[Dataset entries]
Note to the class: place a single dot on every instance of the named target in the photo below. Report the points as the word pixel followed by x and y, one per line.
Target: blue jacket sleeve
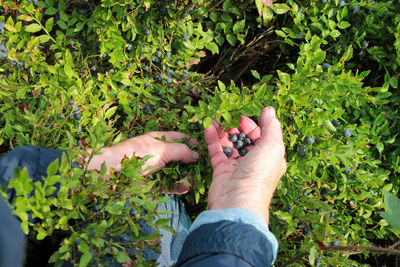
pixel 35 159
pixel 12 239
pixel 226 243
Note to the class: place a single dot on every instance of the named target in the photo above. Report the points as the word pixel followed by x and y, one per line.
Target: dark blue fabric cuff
pixel 227 237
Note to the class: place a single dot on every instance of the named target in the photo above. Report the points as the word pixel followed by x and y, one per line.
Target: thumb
pixel 271 132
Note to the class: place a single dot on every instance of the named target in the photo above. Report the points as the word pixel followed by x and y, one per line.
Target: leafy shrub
pixel 328 68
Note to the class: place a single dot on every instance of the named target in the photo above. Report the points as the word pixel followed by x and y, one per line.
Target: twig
pixel 388 250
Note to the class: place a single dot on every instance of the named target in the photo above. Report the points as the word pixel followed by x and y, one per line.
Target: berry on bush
pixel 228 151
pixel 347 132
pixel 309 140
pixel 242 151
pixel 233 138
pixel 238 144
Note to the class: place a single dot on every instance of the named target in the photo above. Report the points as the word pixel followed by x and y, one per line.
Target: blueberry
pixel 309 140
pixel 324 192
pixel 305 230
pixel 326 66
pixel 77 116
pixel 355 9
pixel 336 123
pixel 228 151
pixel 92 233
pixel 242 151
pixel 347 132
pixel 302 153
pixel 238 144
pixel 247 141
pixel 233 138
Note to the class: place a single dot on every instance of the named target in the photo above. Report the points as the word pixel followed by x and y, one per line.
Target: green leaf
pixel 280 8
pixel 51 11
pixel 239 26
pixel 34 27
pixel 344 24
pixel 121 257
pixel 231 39
pixel 207 122
pixel 213 47
pixel 110 112
pixel 255 74
pixel 392 205
pixel 85 259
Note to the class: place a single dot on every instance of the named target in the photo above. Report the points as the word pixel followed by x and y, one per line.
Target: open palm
pixel 246 182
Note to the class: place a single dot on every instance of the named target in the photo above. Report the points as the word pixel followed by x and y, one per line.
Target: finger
pixel 172 136
pixel 212 140
pixel 271 132
pixel 179 152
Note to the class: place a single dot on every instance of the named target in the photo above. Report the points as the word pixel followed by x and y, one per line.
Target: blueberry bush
pixel 76 75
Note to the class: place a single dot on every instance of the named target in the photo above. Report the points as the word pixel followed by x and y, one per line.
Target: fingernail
pixel 271 111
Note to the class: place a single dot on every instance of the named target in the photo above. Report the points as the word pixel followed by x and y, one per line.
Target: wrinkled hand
pixel 162 153
pixel 250 181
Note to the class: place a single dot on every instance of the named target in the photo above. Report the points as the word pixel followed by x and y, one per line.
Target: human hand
pixel 161 152
pixel 250 181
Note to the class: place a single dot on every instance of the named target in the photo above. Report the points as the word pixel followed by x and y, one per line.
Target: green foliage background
pixel 136 66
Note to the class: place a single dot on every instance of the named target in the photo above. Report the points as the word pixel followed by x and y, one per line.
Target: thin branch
pixel 388 250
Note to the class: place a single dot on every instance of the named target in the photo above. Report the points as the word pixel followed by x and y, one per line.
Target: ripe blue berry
pixel 336 123
pixel 92 233
pixel 309 140
pixel 228 151
pixel 233 138
pixel 302 153
pixel 347 132
pixel 242 151
pixel 305 230
pixel 326 66
pixel 238 144
pixel 247 141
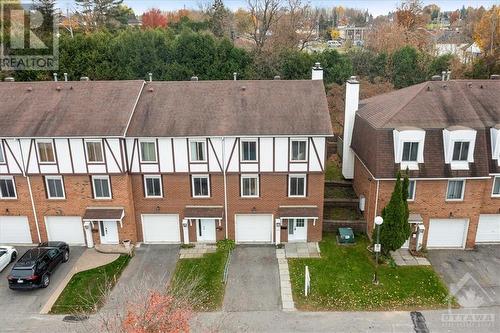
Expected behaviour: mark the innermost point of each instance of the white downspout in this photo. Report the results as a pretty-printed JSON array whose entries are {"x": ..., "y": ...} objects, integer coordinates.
[
  {"x": 31, "y": 193},
  {"x": 225, "y": 182}
]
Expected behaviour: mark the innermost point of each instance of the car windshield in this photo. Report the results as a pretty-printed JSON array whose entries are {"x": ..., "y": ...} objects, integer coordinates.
[{"x": 20, "y": 273}]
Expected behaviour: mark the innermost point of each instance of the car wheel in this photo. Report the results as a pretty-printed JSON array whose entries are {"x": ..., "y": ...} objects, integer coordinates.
[
  {"x": 66, "y": 256},
  {"x": 45, "y": 281}
]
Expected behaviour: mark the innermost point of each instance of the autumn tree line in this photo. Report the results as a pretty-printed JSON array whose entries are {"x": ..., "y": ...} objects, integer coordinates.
[{"x": 268, "y": 38}]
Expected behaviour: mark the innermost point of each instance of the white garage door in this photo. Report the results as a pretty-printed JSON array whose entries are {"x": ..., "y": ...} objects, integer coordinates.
[
  {"x": 254, "y": 228},
  {"x": 488, "y": 229},
  {"x": 68, "y": 229},
  {"x": 161, "y": 228},
  {"x": 447, "y": 233},
  {"x": 15, "y": 230}
]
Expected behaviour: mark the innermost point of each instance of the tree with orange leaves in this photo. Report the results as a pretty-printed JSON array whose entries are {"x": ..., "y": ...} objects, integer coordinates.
[{"x": 154, "y": 18}]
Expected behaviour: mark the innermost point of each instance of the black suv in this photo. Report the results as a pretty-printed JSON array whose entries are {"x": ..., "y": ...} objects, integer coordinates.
[{"x": 33, "y": 269}]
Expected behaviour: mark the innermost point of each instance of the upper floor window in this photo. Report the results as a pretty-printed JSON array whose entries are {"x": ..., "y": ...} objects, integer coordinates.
[
  {"x": 153, "y": 187},
  {"x": 55, "y": 187},
  {"x": 461, "y": 151},
  {"x": 250, "y": 186},
  {"x": 200, "y": 186},
  {"x": 298, "y": 150},
  {"x": 148, "y": 151},
  {"x": 102, "y": 187},
  {"x": 197, "y": 151},
  {"x": 2, "y": 157},
  {"x": 411, "y": 190},
  {"x": 455, "y": 189},
  {"x": 459, "y": 145},
  {"x": 46, "y": 152},
  {"x": 249, "y": 150},
  {"x": 495, "y": 192},
  {"x": 297, "y": 185},
  {"x": 7, "y": 188},
  {"x": 94, "y": 151},
  {"x": 409, "y": 147},
  {"x": 410, "y": 152}
]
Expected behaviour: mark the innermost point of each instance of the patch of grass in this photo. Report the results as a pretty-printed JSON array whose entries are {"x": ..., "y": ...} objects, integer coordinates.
[
  {"x": 86, "y": 291},
  {"x": 342, "y": 213},
  {"x": 333, "y": 170},
  {"x": 340, "y": 192},
  {"x": 206, "y": 274},
  {"x": 342, "y": 281}
]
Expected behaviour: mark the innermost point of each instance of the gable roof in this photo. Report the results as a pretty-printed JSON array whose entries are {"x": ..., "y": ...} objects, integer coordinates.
[
  {"x": 436, "y": 104},
  {"x": 76, "y": 108},
  {"x": 225, "y": 108}
]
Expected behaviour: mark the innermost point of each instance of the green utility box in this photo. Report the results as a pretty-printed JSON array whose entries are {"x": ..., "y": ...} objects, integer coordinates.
[{"x": 346, "y": 235}]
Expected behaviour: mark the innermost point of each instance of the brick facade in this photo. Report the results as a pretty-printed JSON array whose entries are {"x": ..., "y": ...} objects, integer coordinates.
[{"x": 430, "y": 200}]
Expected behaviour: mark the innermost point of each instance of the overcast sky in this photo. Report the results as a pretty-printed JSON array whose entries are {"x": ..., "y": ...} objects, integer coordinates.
[{"x": 376, "y": 7}]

Problem details ::
Reproduce exactly, with nothing added, the lines from the one that contains "of the overcast" to the end of the data.

Answer box ::
Expected behaviour: mark the innermost point of each instance of the overcast sky in this photo. Report the results as a pretty-printed JSON array whose entries are {"x": ..., "y": ...} objects, integer coordinates.
[{"x": 376, "y": 7}]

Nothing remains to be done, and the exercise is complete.